▸ Exercise
Rewrite the stretch of the listing from the line containing "with the lake." through the end of the listing, requests included. Multiply each box coordinate in the answers by 1.4 and round to whole numbers, halves up, leaving the requests unchanged.

Items from a labeling collection:
◇ ◇ ◇ ◇ ◇

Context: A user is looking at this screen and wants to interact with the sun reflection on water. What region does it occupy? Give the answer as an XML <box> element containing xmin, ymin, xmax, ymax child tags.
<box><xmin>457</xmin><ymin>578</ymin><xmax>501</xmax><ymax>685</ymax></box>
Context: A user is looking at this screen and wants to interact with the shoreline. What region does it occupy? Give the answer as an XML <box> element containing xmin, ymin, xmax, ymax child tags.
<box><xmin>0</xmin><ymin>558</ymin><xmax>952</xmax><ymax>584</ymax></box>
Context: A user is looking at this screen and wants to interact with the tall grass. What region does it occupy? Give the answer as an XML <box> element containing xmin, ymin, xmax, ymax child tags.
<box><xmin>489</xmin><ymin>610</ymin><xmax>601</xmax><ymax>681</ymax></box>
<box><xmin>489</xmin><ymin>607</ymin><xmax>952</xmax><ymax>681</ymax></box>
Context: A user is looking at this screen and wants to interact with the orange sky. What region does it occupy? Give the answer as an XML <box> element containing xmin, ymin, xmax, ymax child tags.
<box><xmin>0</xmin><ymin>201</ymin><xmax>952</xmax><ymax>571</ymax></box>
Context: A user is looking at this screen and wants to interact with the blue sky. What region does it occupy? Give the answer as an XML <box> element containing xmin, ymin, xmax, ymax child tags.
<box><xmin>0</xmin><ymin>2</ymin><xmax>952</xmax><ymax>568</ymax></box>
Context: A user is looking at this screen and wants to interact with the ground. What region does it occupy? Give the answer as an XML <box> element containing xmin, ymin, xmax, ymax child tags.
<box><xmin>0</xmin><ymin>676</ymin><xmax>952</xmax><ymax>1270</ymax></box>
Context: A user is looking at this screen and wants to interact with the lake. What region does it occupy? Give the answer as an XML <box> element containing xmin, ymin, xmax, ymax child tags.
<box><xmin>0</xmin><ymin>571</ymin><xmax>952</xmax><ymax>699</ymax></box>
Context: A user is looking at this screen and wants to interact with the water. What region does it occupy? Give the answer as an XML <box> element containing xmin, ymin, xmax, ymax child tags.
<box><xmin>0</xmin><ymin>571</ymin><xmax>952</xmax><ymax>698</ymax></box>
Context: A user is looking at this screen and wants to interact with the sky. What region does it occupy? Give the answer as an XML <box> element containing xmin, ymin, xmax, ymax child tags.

◇ ◇ ◇ ◇ ◇

▸ Task solution
Context: A user is looking at this screen and wants to interact with the lake. What region does it occupy? Give the answer as an XML <box> element containing xmin, ymin, xmax, ymax child tags.
<box><xmin>0</xmin><ymin>799</ymin><xmax>1333</xmax><ymax>979</ymax></box>
Context: A user is looking at this screen and wants to interact with the water. What region does it occupy? Give the answer as an XML <box> element containing xmin, ymin, xmax, ymax child tags.
<box><xmin>0</xmin><ymin>799</ymin><xmax>1333</xmax><ymax>977</ymax></box>
Context: A user is looking at this screen and wants to interact with the sky. What region does it occupy? Give the answer as an XML <box> element containing xmin, ymin, xmax, ymax child tags.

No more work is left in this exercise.